So the biggest obstacle I see you having is getting the machines set up. For site work, 3D seems the way to go, but I can't bite the bullet quite yet. Trimbles system let's you take components, I think the biggest expense, the monitor and gps antennas and place them on different machines. Since you are running the older models and are not upgrading, pick the machine you would find beat for the job, in my mind probably a 160-200 for us, but we don't ever use 300s and larger machines. Let's just say you could pick one machine, add the sensors and buy the system, than you can add sensors to a second excavator or a dozer, and move your system from machine to machine. 1 system for multiple machines which will save about 25-30k per machine, plus it isn't limited to just a dozer or just an excavator, you can use it on any piece of equipment GPS is availible for, just plug and play. 

The software is free, I can send you a download link via PM if you'd like. I believe on the software it has other add-ons and options that you do have to pay for, maybe a more advanced system?

If the engineers give you a vector file (very precise PDF file of the plan, not scanned) than 9 times out of 10 they have the CAD data. From what the engineer told me on the job I'm on, the customer paid for the engineering, that means the cad files are included. May not always be the truth but I would think it's close. I would also say that 70-80% of engineers provide a GPS ready file for most jobs, but depends on the area. 

One word of caution is ask the rep about satellite coverage and reception. If there is a lot of trees and buildings around that could interrupt your connection and could cut in and out during grading. 

Go on YouTube and do some investigation, there's 1000s of videos on there.


----------



## mattg2448 (Jan 26, 2015)

jhark123 said:


> I am investigating the gps systems out there. 2D makes the most sense cost and performance wise for an excavator in my view. A 2D system would eliminate the grade checker in 90% of my work and you don't have to upload plans to use it.
> 
> 3D systems look great for graders, dozers, etc on large jobs. Not only do you eliminate the grade checker, but they have machine control to auto move the blade.


I do like grade control, it is one powerful system especially if you use it with a laser. As far as 3D goes, the technology in GPS is amazing today. With an excavator I can dig a retention pond and be within a tenth and not ever need stakes or a grade checker. It's all in the computer. A cool feature that the 3D system has is that you can plot out a pond with a bucket and stakes and make a custom design on the screen with slope, depths, ect, no file needed. This stuff is really starting to get me excited to buy.


----------



## peteo (Jan 8, 2011)

Gps is great when it works properly. Get near buildings, trees, if its too cloudy or hazy and you get problems. Also your gps will be set for say 1200.40 elevation. You grade and install materials to that elevation and everything is fine. Then you come back the next day and set up the base unit and it now reads 1200.57 so everything is now a tenth and a half off. Its not uncommon to have the system be off by a tenth or two which is unacceptable when you're doing pipe and its 100 year design. With a .15 difference in the gps day to day I dont find its overly reliable on its own and you should check it against either a transit or laser level in my opinion. Fwiw you cant ever really eliminate a grade checker for anything thats somewhat important. The gps is great for mapping though and making sure your curb, structures and pipe runs are in the right spot. That is just my experience with gps. It has its place but its not an end all


----------



## JDavis21835 (Feb 27, 2009)

After the last week of messing around with komatus version of Topcon, I think that is the way to go. It seems to be operator friendly, and intuitive. The thing I like about komatsus version, is there are no poles or sensors hanging out on the blade. I don't like some other features of the machine, but thats a whole different story.

__STATED GOAL 1__: In the thread, take the passage from "The software is" up to and including "videos on there." and write it out again, switching "satellite" to "signal".

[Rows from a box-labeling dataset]
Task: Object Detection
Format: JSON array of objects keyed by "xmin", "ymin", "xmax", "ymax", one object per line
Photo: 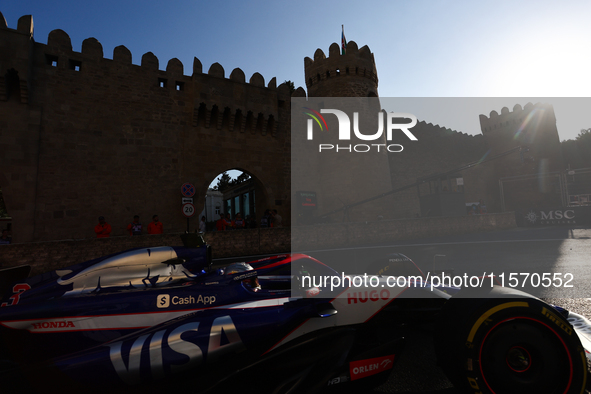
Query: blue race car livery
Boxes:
[{"xmin": 0, "ymin": 245, "xmax": 591, "ymax": 393}]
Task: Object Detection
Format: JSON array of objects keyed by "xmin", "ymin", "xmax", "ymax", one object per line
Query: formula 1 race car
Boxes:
[{"xmin": 0, "ymin": 242, "xmax": 591, "ymax": 393}]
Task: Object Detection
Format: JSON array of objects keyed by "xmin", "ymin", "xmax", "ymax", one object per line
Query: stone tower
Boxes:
[
  {"xmin": 292, "ymin": 41, "xmax": 392, "ymax": 225},
  {"xmin": 304, "ymin": 41, "xmax": 378, "ymax": 97},
  {"xmin": 480, "ymin": 103, "xmax": 563, "ymax": 210}
]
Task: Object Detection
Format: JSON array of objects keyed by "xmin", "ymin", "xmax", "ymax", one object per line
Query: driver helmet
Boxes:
[{"xmin": 225, "ymin": 263, "xmax": 261, "ymax": 291}]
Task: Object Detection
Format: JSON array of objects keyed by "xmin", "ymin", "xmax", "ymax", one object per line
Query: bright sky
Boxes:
[{"xmin": 0, "ymin": 0, "xmax": 591, "ymax": 140}]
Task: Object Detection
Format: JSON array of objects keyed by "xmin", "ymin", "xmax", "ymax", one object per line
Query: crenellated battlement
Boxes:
[
  {"xmin": 304, "ymin": 41, "xmax": 378, "ymax": 97},
  {"xmin": 0, "ymin": 14, "xmax": 298, "ymax": 136},
  {"xmin": 479, "ymin": 102, "xmax": 556, "ymax": 134}
]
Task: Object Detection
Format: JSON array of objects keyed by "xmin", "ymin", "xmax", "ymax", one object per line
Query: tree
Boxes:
[
  {"xmin": 213, "ymin": 171, "xmax": 232, "ymax": 192},
  {"xmin": 560, "ymin": 128, "xmax": 591, "ymax": 169},
  {"xmin": 213, "ymin": 171, "xmax": 250, "ymax": 193}
]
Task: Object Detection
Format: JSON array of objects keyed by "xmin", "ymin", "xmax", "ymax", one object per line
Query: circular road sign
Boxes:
[
  {"xmin": 181, "ymin": 183, "xmax": 195, "ymax": 197},
  {"xmin": 183, "ymin": 203, "xmax": 195, "ymax": 218}
]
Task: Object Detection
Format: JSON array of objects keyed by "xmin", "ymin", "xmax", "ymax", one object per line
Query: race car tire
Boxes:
[{"xmin": 436, "ymin": 289, "xmax": 587, "ymax": 394}]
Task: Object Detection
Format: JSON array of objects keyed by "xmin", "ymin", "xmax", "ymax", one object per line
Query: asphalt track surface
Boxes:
[{"xmin": 215, "ymin": 226, "xmax": 591, "ymax": 394}]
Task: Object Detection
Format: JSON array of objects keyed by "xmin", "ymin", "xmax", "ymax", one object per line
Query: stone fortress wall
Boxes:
[
  {"xmin": 0, "ymin": 15, "xmax": 290, "ymax": 242},
  {"xmin": 0, "ymin": 14, "xmax": 560, "ymax": 243}
]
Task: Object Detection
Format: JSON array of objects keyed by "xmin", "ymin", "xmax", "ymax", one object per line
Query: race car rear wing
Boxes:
[{"xmin": 0, "ymin": 265, "xmax": 31, "ymax": 299}]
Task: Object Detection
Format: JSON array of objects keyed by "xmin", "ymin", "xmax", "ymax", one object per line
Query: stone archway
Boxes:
[{"xmin": 195, "ymin": 167, "xmax": 274, "ymax": 227}]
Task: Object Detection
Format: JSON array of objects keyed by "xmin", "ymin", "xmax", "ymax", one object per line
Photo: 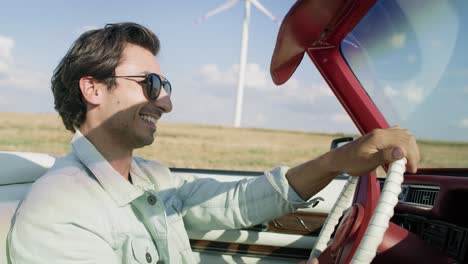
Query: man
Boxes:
[{"xmin": 8, "ymin": 23, "xmax": 419, "ymax": 264}]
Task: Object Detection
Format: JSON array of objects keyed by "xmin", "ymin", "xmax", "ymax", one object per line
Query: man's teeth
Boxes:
[{"xmin": 141, "ymin": 115, "xmax": 158, "ymax": 124}]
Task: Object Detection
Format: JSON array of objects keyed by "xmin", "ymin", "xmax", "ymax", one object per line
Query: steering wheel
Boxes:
[{"xmin": 309, "ymin": 159, "xmax": 406, "ymax": 264}]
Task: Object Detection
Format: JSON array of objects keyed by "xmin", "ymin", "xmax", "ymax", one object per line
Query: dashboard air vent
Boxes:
[{"xmin": 399, "ymin": 185, "xmax": 440, "ymax": 207}]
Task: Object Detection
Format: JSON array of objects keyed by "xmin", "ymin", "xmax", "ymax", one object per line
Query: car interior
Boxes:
[{"xmin": 0, "ymin": 0, "xmax": 468, "ymax": 264}]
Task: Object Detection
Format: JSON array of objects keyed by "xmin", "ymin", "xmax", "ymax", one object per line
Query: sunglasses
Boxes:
[{"xmin": 111, "ymin": 73, "xmax": 172, "ymax": 101}]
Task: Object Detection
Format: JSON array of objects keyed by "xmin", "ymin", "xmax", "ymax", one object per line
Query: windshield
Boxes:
[{"xmin": 341, "ymin": 0, "xmax": 468, "ymax": 148}]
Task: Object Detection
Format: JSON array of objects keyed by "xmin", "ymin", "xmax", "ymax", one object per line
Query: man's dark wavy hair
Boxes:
[{"xmin": 51, "ymin": 23, "xmax": 160, "ymax": 132}]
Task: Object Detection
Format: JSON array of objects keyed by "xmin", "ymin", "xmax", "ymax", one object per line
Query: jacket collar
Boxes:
[{"xmin": 71, "ymin": 130, "xmax": 154, "ymax": 206}]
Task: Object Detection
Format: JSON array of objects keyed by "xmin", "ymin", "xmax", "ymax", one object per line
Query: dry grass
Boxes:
[{"xmin": 0, "ymin": 113, "xmax": 468, "ymax": 170}]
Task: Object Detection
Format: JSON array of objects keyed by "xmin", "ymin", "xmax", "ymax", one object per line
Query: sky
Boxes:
[{"xmin": 0, "ymin": 0, "xmax": 357, "ymax": 133}]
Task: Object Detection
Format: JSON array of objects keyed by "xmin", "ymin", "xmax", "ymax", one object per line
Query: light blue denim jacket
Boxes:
[{"xmin": 8, "ymin": 131, "xmax": 309, "ymax": 264}]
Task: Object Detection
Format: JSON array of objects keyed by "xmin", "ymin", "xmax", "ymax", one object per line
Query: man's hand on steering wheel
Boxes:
[{"xmin": 286, "ymin": 126, "xmax": 420, "ymax": 200}]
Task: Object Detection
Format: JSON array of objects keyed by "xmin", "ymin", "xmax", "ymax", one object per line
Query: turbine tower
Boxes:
[{"xmin": 195, "ymin": 0, "xmax": 278, "ymax": 127}]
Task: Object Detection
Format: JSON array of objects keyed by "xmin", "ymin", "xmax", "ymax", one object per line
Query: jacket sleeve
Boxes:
[
  {"xmin": 178, "ymin": 167, "xmax": 318, "ymax": 230},
  {"xmin": 7, "ymin": 175, "xmax": 122, "ymax": 264}
]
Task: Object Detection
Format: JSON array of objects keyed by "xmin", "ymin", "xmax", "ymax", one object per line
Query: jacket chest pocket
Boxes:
[{"xmin": 129, "ymin": 238, "xmax": 160, "ymax": 264}]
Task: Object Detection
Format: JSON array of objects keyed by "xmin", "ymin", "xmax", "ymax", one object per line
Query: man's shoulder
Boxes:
[{"xmin": 21, "ymin": 157, "xmax": 106, "ymax": 221}]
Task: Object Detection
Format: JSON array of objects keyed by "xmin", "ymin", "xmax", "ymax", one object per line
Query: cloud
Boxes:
[
  {"xmin": 195, "ymin": 64, "xmax": 333, "ymax": 102},
  {"xmin": 0, "ymin": 35, "xmax": 50, "ymax": 94},
  {"xmin": 383, "ymin": 82, "xmax": 425, "ymax": 103},
  {"xmin": 199, "ymin": 64, "xmax": 269, "ymax": 90},
  {"xmin": 390, "ymin": 33, "xmax": 406, "ymax": 48},
  {"xmin": 459, "ymin": 118, "xmax": 468, "ymax": 128}
]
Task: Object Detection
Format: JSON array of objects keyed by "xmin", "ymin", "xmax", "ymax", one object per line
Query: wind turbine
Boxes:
[{"xmin": 195, "ymin": 0, "xmax": 278, "ymax": 127}]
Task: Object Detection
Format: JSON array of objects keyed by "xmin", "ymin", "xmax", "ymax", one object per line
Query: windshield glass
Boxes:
[{"xmin": 341, "ymin": 0, "xmax": 468, "ymax": 166}]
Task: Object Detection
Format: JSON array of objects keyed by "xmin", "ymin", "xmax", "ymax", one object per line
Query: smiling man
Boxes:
[{"xmin": 8, "ymin": 23, "xmax": 419, "ymax": 264}]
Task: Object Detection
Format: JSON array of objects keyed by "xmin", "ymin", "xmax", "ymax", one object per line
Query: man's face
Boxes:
[{"xmin": 101, "ymin": 44, "xmax": 172, "ymax": 149}]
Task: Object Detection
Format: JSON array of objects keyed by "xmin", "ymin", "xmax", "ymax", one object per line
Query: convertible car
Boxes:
[{"xmin": 0, "ymin": 0, "xmax": 468, "ymax": 264}]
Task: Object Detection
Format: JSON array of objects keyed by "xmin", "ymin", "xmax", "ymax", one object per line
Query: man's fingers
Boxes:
[{"xmin": 382, "ymin": 147, "xmax": 406, "ymax": 163}]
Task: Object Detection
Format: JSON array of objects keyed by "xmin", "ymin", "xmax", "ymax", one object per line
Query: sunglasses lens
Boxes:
[
  {"xmin": 146, "ymin": 74, "xmax": 161, "ymax": 100},
  {"xmin": 164, "ymin": 80, "xmax": 172, "ymax": 95}
]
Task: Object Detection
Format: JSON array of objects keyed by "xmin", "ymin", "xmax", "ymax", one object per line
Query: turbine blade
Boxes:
[
  {"xmin": 250, "ymin": 0, "xmax": 278, "ymax": 24},
  {"xmin": 195, "ymin": 0, "xmax": 239, "ymax": 24}
]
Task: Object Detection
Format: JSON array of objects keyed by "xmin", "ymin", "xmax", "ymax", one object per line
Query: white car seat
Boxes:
[{"xmin": 0, "ymin": 151, "xmax": 55, "ymax": 264}]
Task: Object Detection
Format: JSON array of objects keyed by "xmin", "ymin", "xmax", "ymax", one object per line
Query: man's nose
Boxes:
[{"xmin": 154, "ymin": 89, "xmax": 172, "ymax": 113}]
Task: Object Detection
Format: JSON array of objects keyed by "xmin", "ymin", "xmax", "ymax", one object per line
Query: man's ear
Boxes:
[{"xmin": 80, "ymin": 76, "xmax": 105, "ymax": 105}]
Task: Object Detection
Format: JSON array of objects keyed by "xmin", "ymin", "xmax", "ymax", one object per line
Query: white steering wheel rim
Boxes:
[{"xmin": 310, "ymin": 158, "xmax": 406, "ymax": 264}]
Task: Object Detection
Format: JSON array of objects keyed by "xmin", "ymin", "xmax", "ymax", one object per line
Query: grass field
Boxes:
[{"xmin": 0, "ymin": 113, "xmax": 468, "ymax": 170}]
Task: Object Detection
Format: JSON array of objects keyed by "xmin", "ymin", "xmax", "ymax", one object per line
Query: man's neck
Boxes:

__STATED GOAL 2__: Collect each line of the records that contains the string "race".

__WRITTEN SOLUTION 1__:
The software is free, I can send you a download link via PM if you'd like. I believe on the software it has other add-ons and options that you do have to pay for, maybe a more advanced system?

If the engineers give you a vector file (very precise PDF file of the plan, not scanned) than 9 times out of 10 they have the CAD data. From what the engineer told me on the job I'm on, the customer paid for the engineering, that means the cad files are included. May not always be the truth but I would think it's close. I would also say that 70-80% of engineers provide a GPS ready file for most jobs, but depends on the area. 

One word of caution is ask the rep about signal coverage and reception. If there is a lot of trees and buildings around that could interrupt your connection and could cut in and out during grading. 

Go on YouTube and do some investigation, there's 1000s of videos on there.

__WRITTEN SOLUTION 2__:
Query: blue race car livery
Query: formula 1 race car
Query: race car tire
Query: race car rear wing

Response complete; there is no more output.